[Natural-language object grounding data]
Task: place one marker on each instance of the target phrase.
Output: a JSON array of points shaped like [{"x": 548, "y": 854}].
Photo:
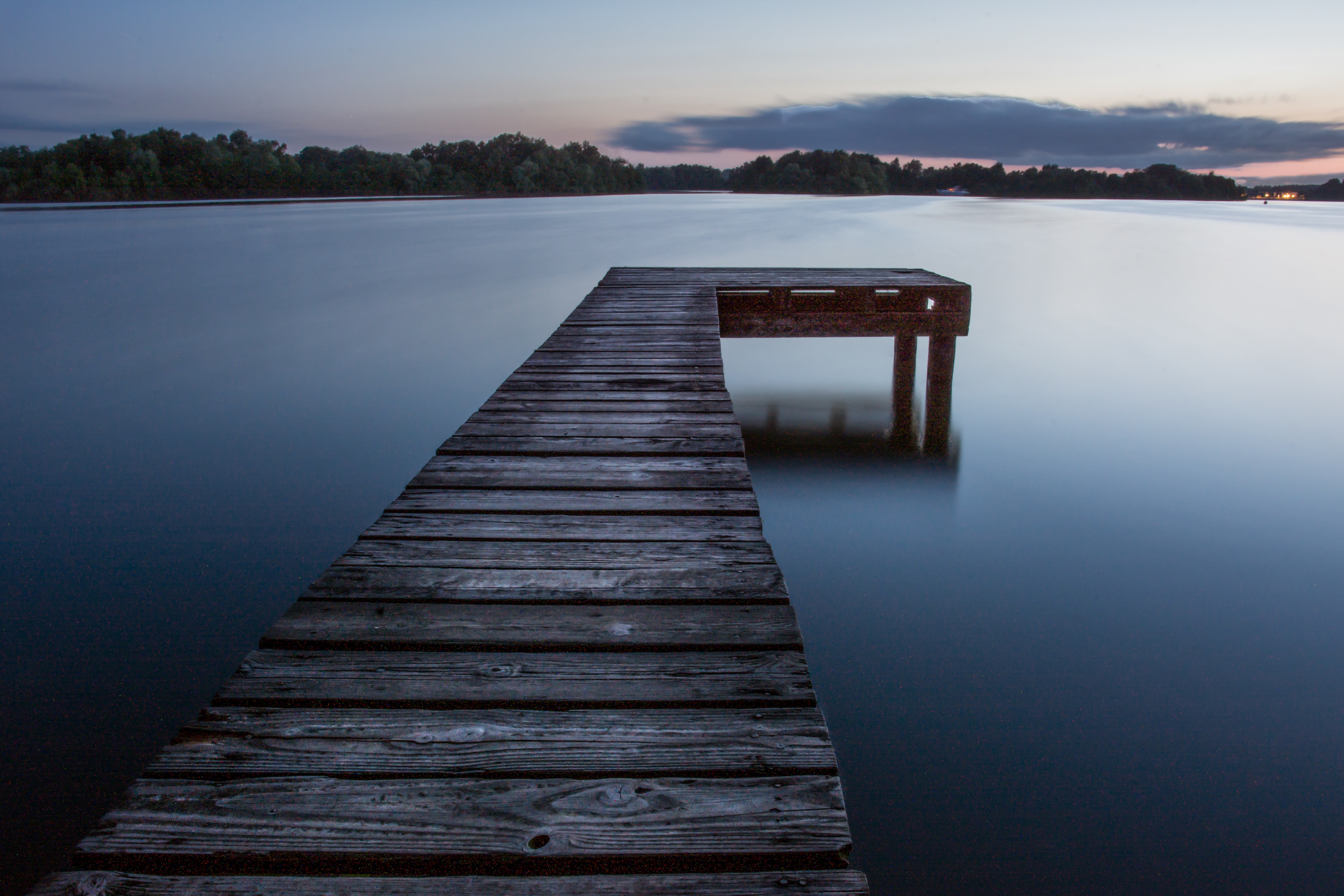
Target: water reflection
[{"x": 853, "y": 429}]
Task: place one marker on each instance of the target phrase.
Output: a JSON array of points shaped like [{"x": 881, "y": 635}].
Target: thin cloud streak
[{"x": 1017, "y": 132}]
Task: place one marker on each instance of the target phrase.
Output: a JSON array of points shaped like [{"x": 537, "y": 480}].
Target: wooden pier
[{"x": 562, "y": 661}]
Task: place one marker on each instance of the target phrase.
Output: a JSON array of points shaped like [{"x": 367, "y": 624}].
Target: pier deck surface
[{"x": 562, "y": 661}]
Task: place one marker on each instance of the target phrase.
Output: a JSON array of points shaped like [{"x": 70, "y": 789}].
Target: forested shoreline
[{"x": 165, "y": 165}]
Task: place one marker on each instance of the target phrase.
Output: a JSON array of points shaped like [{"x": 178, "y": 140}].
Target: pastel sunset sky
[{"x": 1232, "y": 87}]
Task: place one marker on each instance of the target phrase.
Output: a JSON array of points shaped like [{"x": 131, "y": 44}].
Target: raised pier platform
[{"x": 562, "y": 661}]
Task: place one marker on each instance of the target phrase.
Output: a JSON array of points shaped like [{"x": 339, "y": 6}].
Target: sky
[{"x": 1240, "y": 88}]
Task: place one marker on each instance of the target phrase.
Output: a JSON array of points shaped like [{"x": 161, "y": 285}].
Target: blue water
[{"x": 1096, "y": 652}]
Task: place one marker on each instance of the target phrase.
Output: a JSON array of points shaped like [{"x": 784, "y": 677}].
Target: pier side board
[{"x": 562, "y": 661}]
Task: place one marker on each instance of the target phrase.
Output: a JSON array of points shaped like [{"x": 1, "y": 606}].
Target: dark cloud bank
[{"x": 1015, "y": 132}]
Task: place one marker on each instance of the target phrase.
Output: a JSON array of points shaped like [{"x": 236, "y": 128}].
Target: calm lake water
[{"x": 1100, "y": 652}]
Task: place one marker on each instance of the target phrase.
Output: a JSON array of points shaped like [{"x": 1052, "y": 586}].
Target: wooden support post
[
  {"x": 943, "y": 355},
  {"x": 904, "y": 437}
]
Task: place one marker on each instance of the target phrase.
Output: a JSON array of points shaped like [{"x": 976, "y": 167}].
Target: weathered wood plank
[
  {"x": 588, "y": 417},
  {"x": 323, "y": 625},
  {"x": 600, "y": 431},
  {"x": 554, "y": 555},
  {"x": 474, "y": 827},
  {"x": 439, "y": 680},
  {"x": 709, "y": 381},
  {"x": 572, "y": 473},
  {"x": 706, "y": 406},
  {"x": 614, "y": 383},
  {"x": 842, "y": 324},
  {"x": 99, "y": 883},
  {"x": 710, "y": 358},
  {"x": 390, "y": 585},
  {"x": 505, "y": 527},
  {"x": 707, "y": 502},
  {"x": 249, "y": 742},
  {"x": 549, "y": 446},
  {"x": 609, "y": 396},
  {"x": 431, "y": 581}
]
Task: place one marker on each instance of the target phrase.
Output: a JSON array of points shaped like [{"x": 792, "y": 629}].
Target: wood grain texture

PROBLEM DESCRIPTION:
Output every entry verbatim but skip the pictures.

RESPONSE BELOW:
Task: place one marker on each instance of the target phrase.
Output: a JSON array of points shaped like [{"x": 548, "y": 854}].
Photo:
Target: water reflection
[{"x": 853, "y": 429}]
Task: place one marker on each instance of the target phrase.
Output: a JSON array of points shaped like [{"x": 881, "y": 635}].
Target: thin cloud streak
[{"x": 1017, "y": 132}]
Task: place one marker on each instance of the target phrase.
Output: a JSON array of points shaped like [{"x": 537, "y": 480}].
Target: wooden pier
[{"x": 562, "y": 661}]
Task: place one marker on each instance of the target phrase.
Output: a JSON array of points shaped like [{"x": 367, "y": 624}].
Target: pier deck surface
[{"x": 562, "y": 661}]
Task: place one marker on each instance of the target phrase.
Output: a JSON array of points shaped like [{"x": 70, "y": 789}].
Target: forested shoreline
[{"x": 165, "y": 165}]
Task: place one marker on each instance of the target phrase.
Output: a JSON array of points shaped like [{"x": 178, "y": 140}].
Target: pastel sunset sky
[{"x": 1232, "y": 87}]
Task: place one marker on each instance of the target phrase.
Output: a JSON array of points shaped like [{"x": 131, "y": 44}].
Target: raised pier platform
[{"x": 562, "y": 661}]
Task: place one marker on each instance of the target phrase.
Output: a JSON array of points shaped like [{"x": 339, "y": 6}].
Target: sky
[{"x": 1240, "y": 88}]
Task: place one marker on each instance of the target phrase.
Output: a JSON array of points shaped like [{"x": 161, "y": 285}].
Target: blue water
[{"x": 1096, "y": 652}]
Task: place one marker on each instance of the target phrase.
Output: a JSON array of points shaped like [{"x": 784, "y": 677}].
Target: pier side board
[{"x": 562, "y": 661}]
Task: place one marker on each instance of the target phrase.
Output: a JSON array of points shaped like [{"x": 1, "y": 606}].
Target: dark cloud bank
[{"x": 1015, "y": 132}]
Task: place one marker on each instance of the target phrase.
Output: a JSON array of points shaped like [{"x": 236, "y": 128}].
Target: calm lake water
[{"x": 1100, "y": 652}]
Task: place one marker on each instance of the target phrase.
Output: a JSON array of points shaped like [{"x": 1052, "y": 586}].
Target: wooden support post
[
  {"x": 943, "y": 355},
  {"x": 904, "y": 437}
]
Task: place one marker on each instance of the target phrase.
Output: a JSON array of points shaped like [{"x": 976, "y": 167}].
Target: weathered wood plank
[
  {"x": 588, "y": 417},
  {"x": 323, "y": 625},
  {"x": 600, "y": 431},
  {"x": 554, "y": 555},
  {"x": 474, "y": 827},
  {"x": 439, "y": 680},
  {"x": 709, "y": 381},
  {"x": 572, "y": 473},
  {"x": 706, "y": 406},
  {"x": 614, "y": 383},
  {"x": 842, "y": 324},
  {"x": 99, "y": 883},
  {"x": 710, "y": 358},
  {"x": 390, "y": 585},
  {"x": 505, "y": 527},
  {"x": 707, "y": 502},
  {"x": 249, "y": 742},
  {"x": 549, "y": 446},
  {"x": 609, "y": 396},
  {"x": 431, "y": 581}
]
Task: place one marker on each instance of the target phrase.
Output: a JSON array of points shaped like [{"x": 792, "y": 629}].
Target: wood grain texture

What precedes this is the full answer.